• _Task to complete_:
Quote the whole listing word for word. Do not include the pictures.

• _Rows_:
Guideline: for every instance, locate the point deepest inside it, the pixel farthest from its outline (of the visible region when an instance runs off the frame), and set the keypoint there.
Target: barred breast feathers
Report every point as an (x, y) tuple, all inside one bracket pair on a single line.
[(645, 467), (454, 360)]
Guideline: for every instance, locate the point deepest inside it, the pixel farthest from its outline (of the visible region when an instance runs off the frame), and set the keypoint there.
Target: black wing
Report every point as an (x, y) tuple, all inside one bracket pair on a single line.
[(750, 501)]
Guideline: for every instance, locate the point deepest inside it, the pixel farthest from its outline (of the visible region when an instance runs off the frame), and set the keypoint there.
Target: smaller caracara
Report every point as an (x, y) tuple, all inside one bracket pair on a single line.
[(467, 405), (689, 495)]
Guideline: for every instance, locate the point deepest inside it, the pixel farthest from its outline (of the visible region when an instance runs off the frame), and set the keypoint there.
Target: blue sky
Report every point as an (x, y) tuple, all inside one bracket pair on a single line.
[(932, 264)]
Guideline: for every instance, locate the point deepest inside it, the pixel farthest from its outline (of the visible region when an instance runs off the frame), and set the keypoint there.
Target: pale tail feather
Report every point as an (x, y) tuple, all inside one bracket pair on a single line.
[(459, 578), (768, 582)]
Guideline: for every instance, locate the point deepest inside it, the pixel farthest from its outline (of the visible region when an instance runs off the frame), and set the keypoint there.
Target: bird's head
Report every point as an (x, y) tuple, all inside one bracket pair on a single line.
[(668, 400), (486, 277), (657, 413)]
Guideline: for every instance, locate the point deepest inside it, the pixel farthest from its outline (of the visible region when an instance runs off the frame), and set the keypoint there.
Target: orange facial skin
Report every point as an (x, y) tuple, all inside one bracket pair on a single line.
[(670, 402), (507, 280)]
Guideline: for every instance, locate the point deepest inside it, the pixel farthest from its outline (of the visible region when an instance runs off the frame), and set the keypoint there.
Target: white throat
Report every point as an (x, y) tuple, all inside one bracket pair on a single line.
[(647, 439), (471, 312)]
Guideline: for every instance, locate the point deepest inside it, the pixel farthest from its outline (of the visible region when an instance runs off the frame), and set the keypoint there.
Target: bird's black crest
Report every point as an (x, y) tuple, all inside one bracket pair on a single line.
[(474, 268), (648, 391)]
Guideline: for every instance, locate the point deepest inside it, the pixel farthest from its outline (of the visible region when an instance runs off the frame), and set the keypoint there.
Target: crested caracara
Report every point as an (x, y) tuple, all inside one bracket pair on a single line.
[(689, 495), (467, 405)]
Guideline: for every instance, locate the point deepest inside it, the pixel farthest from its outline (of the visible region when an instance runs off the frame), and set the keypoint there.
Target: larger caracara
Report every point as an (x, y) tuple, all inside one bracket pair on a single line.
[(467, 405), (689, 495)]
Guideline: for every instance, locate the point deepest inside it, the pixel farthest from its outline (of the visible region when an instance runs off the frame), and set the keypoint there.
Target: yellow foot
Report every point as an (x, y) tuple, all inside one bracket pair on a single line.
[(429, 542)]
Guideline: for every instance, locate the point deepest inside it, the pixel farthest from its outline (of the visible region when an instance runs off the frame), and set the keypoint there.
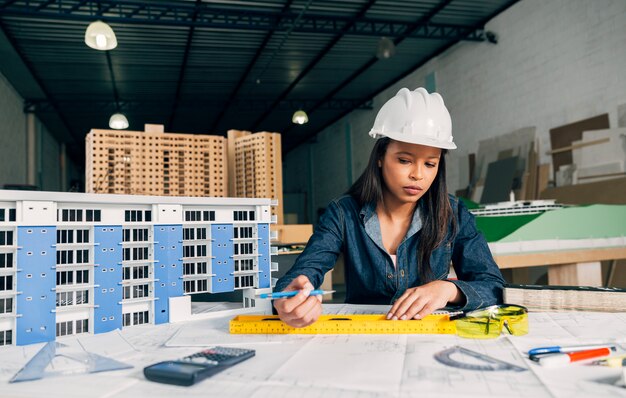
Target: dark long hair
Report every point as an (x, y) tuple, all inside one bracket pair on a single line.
[(434, 205)]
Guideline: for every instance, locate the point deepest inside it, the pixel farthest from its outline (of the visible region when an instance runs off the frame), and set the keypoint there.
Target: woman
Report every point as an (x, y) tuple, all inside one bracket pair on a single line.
[(397, 227)]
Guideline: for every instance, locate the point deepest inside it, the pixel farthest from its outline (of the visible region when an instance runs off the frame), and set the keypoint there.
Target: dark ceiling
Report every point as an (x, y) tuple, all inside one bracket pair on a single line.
[(210, 66)]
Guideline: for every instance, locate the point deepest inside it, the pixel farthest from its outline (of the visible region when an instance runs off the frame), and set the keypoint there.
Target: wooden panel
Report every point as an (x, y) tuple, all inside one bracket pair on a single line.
[(580, 274), (559, 257), (292, 233), (606, 192), (563, 136)]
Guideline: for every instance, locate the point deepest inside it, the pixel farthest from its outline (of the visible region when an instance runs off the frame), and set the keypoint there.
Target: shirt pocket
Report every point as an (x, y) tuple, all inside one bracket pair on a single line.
[(441, 261)]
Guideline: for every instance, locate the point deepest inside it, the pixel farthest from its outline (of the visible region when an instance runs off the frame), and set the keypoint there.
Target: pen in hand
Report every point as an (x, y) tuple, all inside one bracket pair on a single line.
[(293, 293)]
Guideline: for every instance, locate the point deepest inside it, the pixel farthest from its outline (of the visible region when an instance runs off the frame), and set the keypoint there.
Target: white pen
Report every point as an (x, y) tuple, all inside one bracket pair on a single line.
[(571, 348)]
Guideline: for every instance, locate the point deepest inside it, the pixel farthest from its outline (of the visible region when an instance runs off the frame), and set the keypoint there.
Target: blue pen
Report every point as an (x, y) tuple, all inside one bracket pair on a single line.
[(293, 293), (572, 348)]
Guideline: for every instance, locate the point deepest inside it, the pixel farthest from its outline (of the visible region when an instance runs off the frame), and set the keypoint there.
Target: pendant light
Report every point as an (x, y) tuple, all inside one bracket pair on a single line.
[(300, 117), (386, 48), (100, 36), (118, 121)]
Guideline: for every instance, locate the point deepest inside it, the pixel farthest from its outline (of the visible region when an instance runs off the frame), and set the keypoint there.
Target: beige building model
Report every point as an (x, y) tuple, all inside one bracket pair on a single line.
[(155, 163), (255, 164), (170, 164)]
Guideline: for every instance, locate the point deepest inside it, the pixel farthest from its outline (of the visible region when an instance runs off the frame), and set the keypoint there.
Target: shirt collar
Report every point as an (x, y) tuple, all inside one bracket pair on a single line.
[(372, 225)]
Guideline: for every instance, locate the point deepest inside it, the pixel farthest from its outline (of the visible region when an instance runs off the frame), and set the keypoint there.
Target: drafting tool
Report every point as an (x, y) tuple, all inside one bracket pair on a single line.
[(293, 293), (344, 324), (487, 363), (36, 367)]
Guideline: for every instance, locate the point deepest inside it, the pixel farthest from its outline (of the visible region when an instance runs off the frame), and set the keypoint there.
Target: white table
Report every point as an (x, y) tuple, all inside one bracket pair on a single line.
[(331, 365)]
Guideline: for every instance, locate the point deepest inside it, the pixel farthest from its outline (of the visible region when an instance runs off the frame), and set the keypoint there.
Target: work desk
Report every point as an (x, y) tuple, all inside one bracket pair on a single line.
[(329, 365)]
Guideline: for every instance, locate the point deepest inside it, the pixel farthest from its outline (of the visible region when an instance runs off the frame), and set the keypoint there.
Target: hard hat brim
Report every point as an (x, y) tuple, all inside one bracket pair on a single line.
[(419, 140)]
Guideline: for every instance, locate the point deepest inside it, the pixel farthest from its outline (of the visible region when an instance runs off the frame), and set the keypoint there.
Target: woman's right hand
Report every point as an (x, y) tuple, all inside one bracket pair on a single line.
[(300, 310)]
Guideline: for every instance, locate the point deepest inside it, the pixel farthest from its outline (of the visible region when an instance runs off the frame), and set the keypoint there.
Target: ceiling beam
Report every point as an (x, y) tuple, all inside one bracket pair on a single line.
[(416, 25), (20, 64), (312, 64), (385, 85), (211, 16), (247, 71), (183, 70), (88, 105)]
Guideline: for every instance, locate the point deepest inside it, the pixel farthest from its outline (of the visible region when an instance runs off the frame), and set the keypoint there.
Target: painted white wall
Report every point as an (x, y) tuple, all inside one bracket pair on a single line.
[(556, 62)]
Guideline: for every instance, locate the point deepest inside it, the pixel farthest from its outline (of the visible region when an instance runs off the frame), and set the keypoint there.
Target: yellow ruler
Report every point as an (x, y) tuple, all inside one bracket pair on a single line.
[(344, 324)]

• _Answer below_:
Guideline: for every instance, locate the point deepest inside it, the pixel farthest from its outline (of the visible region when an instance runs off the frame), and set the keypoint there.
Target: barred breast feathers
Report every point as an (x, y) tuple, all inside one bracket pair on a single line.
[(645, 467), (454, 360)]
Guideline: for every instance, locate the point deepest inside it, the pixel farthest from its outline (of the visible region when an instance runs off the frame), and set the keypoint there.
Target: black wing
Report every point as an (x, y) tuple, all inside one bracket pair on a single line.
[(750, 501)]
Guideline: for every instance, locate the point deepest inside it, the pixel farthest from its outline (of the visible region when an instance runs off the frame), and set the keypoint there.
Target: smaller caracara
Report every point as an (x, y) tuple, all inside one bracket pair on a single line.
[(467, 405), (689, 495)]
Guideline: for every instance, locate the point deepest inside it, the pixel farthest from its outline (of the visible region when an instance runs off the frame), and set the keypoint there.
Target: blue sky
Report every point as an (x, y) tuple, all inside one bracket pair on a single line.
[(932, 264)]
Guideline: for every instance, locate the point deepest inside it, the pixel farthest from its outline (of the visible region when an instance runs off the frame), and set the keypoint there.
Target: pale tail feather
Report every point as an (x, y) tuple, all inside one bracket pair on a single line.
[(459, 578), (768, 582)]
Guideline: for every instance, locate the point deepest inside it, the pixel farthest from its outline (of the visible region when an instance runs off the frame), and set the keypoint there.
Target: bird's head
Report every point as an (x, y) tuple, all inside one bracket pair on a single line.
[(668, 400), (486, 277), (657, 413)]
Guideline: for every instance, locate the point deepest inside it, the pixel farthest from its outline (of the visible region when an instance runs off the frame), and set the keypoint there.
Target: orange facial skin
Report every point as an (x, y) tuple, all inside one bracket pair on a single line.
[(670, 402), (507, 280)]
Guideline: for every instance, locate the point deepest inside it, the pixel farthest from its outline (of the visible region when an instance runs off the frame), and set the keypoint there.
Target: white throat
Report every point as an (x, y) tuple, all inside one bracket pair on a single line.
[(647, 439), (471, 312)]
Guideline: for every instance, locate the point deepest inside it, the pixel farthest from its outline (of the visible region when an instance runs off the frame), and set the keypoint there.
Target: bird's black crest
Report every point as an (x, y) tuple, all inside one bracket pair on a single line.
[(474, 268), (648, 391)]
Guideline: for every instance, locate the point deepest inside it, the pixel farthest from its outline (of the visible region when an instance runs off the frame), and set the keypoint there.
Target: crested caracara
Report every point as an (x, y) tuple, all inside one bracket pair on a single line.
[(689, 495), (467, 405)]
Guideline: for every instance, locate the point deepest inside it, the pixel farthest from its outline (of the visible region when an instance runs off the frame), and set the keypoint there.
Target: larger caracara
Report every point as an (x, y) tuple, all inside one bracket pair on a single line.
[(467, 405), (689, 495)]
Guideline: for every instance, locate the point deepest inside it, the pixel farthest from its outline (of the visible region when an instance runs off the frame), and set the keypoint there.
Target: yellow foot
Report every point as an (x, y) tuple, all inside one bracket pair on a single line.
[(429, 542)]
Guideline: for every instance, locate the point deepest inside it, the pixel farthest from its outline (of the visible region when an instance runs off the frame), and set the keypoint there.
Target: dark long hair
Report every point as an (x, y) tuple, all inside one bracket pair on a single line.
[(434, 205)]
Guideline: for every instance, locate the point deepest inside it, the pixel farthest from its outline (of the visible region when an instance runs off the frame), and set the keypoint there.
Target: woman
Report every point as an (x, y) tuple, all inside one bracket pair on a single line.
[(397, 227)]
Guideline: for every instance, locate the point deepest inside it, the pixel farthest from its outline (of the visible region when an instance runs off the frame), and set the keypoint there.
Target: dark ceiling
Report every point as an (x, y) tuple, all inside one bracket pair on a single line.
[(210, 66)]
Guideline: for every instance, locate the point deepest inside it, the pixel farthest from its outline (of the visible region when an instance runs off the frame), and set the keypoint there.
Target: wooden panel
Report every point as an (x, y) tuple, all inside one bracket pair on a single line.
[(580, 274), (559, 257), (292, 233), (606, 192), (563, 136)]
Guideline: for every instance, locate the point deepest inside it, the pixel farthest from its outline (of the visible region when an instance runs off the frame), and set the keypoint there.
Target: shirt pocket
Report every point as an (x, y) tuple, all inside one bracket pair on a single line.
[(441, 261)]
Guideline: for every instance, locate the point deepest inside it, the pixel farthest from its outline (of the visible region when an instance runs off the frame), and set the keypoint there.
Target: pen in hand
Report every point as an (x, y) tuple, all inside one bracket pair on a single line.
[(293, 293)]
Guideline: for every instance, locate the point deepest inside it, the pixel farthest from its outline (of the visible region when an instance runs off the frame), and set the keypoint there.
Target: white pen
Report every point as an (x, y) tuple, all inside one bracket pair on a single line.
[(571, 348)]
Guideline: for every instance, locate the point deepest inside it, the pixel farthest from its outline (of the visible region when an instance runs off the frame), and set the keypoint there.
Target: blue pen
Report every point as an (x, y) tuple, all inside one bracket pair on a single line.
[(293, 293), (572, 348)]
Guideline: for every instance, locate the point deepest inside it, the pixel farthest from its outline (of the visible region when an instance runs off the frame), and set the keypoint there.
Target: pendant light
Report every point as an (x, y) tuple, all inside one bracket pair on a single line.
[(300, 117), (386, 48), (100, 36), (118, 121)]
Guideline: for every instance, locate the point deepest inside it, the pixel farthest from its outline (of the visible region when an instance runs off the frame), and set the keypoint there.
Target: beige building model
Report every point as an (x, y) tuple, all inside one bracket pair on a single line.
[(155, 163), (255, 164), (170, 164)]
Guideline: for every instance, locate the point deepest inside it, the pixel farthest from its outline (of the visible region when an instance runs off the frame), and set the keypoint there.
Target: shirt collar
Report every point as an (x, y) tuple, all inside one bracket pair on a single line.
[(372, 225)]
Guideline: for every instance, locate the point deepest inside it, the pixel farthest from its outline (of the visible region when an instance runs off the frame), and set the keypoint there.
Target: drafting tool
Report every point as an (x, y) tuple, all inside one bracket pair on a single line.
[(293, 293), (344, 324), (487, 363), (36, 367)]
Guideline: for every instance, locate the point deepest inside it, the pixel farthest from its outline (of the visible region when an instance runs off the frame), and set the keypoint there.
Target: white table
Report every point as an (x, y) tuple, all inside one bracket pair on a single line.
[(331, 365)]
Guideline: for every instance, locate the point deepest inside it, the pixel farthest from its outline (of the visible region when an instance runs off the frame), and set the keypoint there.
Target: work desk
Report every point as an (x, y) tuple, all inside one bracket pair on a single line.
[(329, 365)]
Guideline: for every instance, locate the point deepest inside it, the pixel farthest from its outline (of the visible region when an instance runs off the frame), and set the keypoint there.
Target: hard hat brim
Report every point as an (x, y) tuple, all inside one bracket pair on a single line.
[(419, 140)]
Guideline: for every instance, locate the point deepest inside it, the pixel farthest from its outline (of the visible region when an instance runs off the frame), and set the keypoint there.
Target: woman's right hand
Report every point as an (x, y) tuple, all inside one bracket pair on a single line.
[(300, 310)]
Guideline: for every instance, locate the point deepest inside it, the pixel farthest from its outline (of the visible region when an instance runs off the frame), and set the keypoint there.
Target: ceiling beam
Report every point as an (x, y) tuple, all inside one bracket pair on a single line.
[(416, 25), (20, 64), (312, 64), (385, 85), (211, 16), (247, 71), (183, 70), (88, 105)]
Guideline: for every instance, locate the point deepest inside it, the pixel farthest from its outline (of the visible region when an instance runs off the frame), and set the keypoint there.
Target: painted white wall
Report every point as an (x, y) tuple, all inside one bracket pair on a single line.
[(556, 62)]
Guideline: for every instance, locate the point deepest inside it, the pixel farthest from its outline (of the visible region when an instance runs off the frame), and set the keypoint there.
Target: yellow ruler
Report every point as an (x, y) tuple, all inside one bracket pair on a single line.
[(344, 324)]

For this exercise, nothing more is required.